Dekel Valtzer
- Native name: דקל ולצר
- Country (sports): Israel
- Born: 3 October 1984 (age 40)
- Prize money: $54,390

Singles
- Highest ranking: No. 388 (24 Mar 2008)

Doubles
- Highest ranking: No. 331 (14 Jan 2008)

= Dekel Valtzer =

Israeli former professional tennis player

Dekel Valtzer (דקל ולצר; born 3 October 1984) is an Israeli former professional tennis player.

Valtzer was the 2005 winner of the Israeli Championships, defeating Amir Weintraub in the final.

In 2006 he was called into the Israel Davis Cup team for a tie against Great Britain in Eastbourne and played a dead rubber reverse singles, which he lost to Alan Mackin. It was his first time playing on grass.

········

(GIVEN EXERCISE A): Resize the stretch from the start of the records through the line containing "<point>605,372</point>". Write out every line in that stretch again, requests included, but multiply each point coordinate in the answers by 2.4, round to whole numbers (halves up), and leave out the pictures.
The records have no connection to the text on Dekel Valtzer.

(DATA EXTRACT):
········

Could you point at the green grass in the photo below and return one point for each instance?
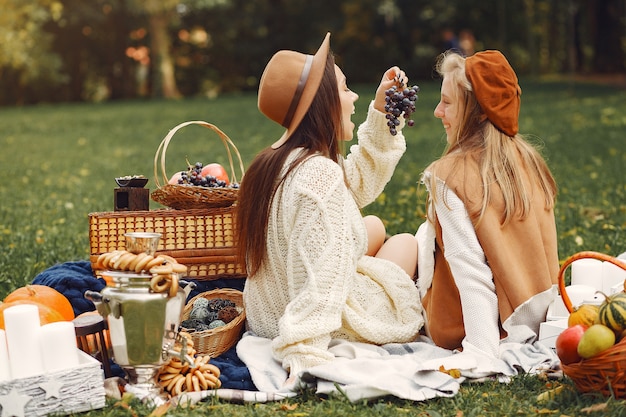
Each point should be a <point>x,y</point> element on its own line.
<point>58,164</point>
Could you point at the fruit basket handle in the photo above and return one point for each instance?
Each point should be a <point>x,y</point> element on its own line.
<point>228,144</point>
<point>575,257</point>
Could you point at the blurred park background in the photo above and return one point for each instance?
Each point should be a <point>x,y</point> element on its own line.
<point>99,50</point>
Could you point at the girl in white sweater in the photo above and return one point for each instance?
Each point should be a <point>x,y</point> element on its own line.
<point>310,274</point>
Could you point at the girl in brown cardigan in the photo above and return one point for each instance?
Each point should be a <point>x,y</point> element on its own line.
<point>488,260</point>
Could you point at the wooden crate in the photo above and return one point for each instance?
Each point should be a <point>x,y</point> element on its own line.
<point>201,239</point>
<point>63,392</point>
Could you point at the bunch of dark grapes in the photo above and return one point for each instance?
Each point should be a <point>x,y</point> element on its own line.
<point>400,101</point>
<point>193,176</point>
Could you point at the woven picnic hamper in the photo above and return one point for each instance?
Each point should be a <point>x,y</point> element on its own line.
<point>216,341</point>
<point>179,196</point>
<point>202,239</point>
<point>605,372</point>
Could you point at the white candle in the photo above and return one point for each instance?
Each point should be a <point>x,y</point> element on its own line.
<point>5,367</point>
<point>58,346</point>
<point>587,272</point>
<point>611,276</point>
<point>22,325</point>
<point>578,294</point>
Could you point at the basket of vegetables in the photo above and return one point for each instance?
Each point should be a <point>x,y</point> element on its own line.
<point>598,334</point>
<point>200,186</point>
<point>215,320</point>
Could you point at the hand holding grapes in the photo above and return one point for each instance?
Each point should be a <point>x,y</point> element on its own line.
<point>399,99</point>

········

(GIVEN EXERCISE B):
Answer these from the text on Dekel Valtzer:
(i) What was his highest doubles ranking?
(ii) Whom did he defeat in the 2005 Israeli Championships final?
(iii) Who beat him in the reverse singles in Eastbourne?

(EXPECTED OUTPUT A):
Could you point at the green grass in the photo below and return one point for each instance?
Each point should be a <point>x,y</point> element on its own line.
<point>139,394</point>
Could you point at the fruit basket handle in the photo above and return one point for each instance?
Each point should be a <point>x,y</point> element on its own line.
<point>547,346</point>
<point>1380,617</point>
Could you point at the blurred park background in the photo above and return one point for each instance?
Each point should be a <point>x,y</point> element on its own line.
<point>238,120</point>
Could you point at the girl in white sweater in the photo above and return one point for each instance?
Each point should be a <point>x,y</point> element on its own line.
<point>744,658</point>
Could you point at the girl in brown cardigan in the photo above and return one point for each instance?
Each point should be a <point>x,y</point> element on its own line.
<point>1171,624</point>
Could you point at the wooden crate in the photo above and return one point for each instance?
Each point should be a <point>x,y</point> element on its own line.
<point>482,574</point>
<point>151,941</point>
Could you point at the bunch of dark grapes in the photo above and return one point for each instance?
Each point should be a <point>x,y</point> element on its own line.
<point>960,242</point>
<point>463,422</point>
Could you point at the woven picnic hamper in the photo above and return one point for each instance?
Each point should be a <point>x,y</point> element on its own line.
<point>518,818</point>
<point>430,470</point>
<point>485,574</point>
<point>1452,893</point>

(EXPECTED OUTPUT B):
(i) No. 331 (14 Jan 2008)
(ii) Amir Weintraub
(iii) Alan Mackin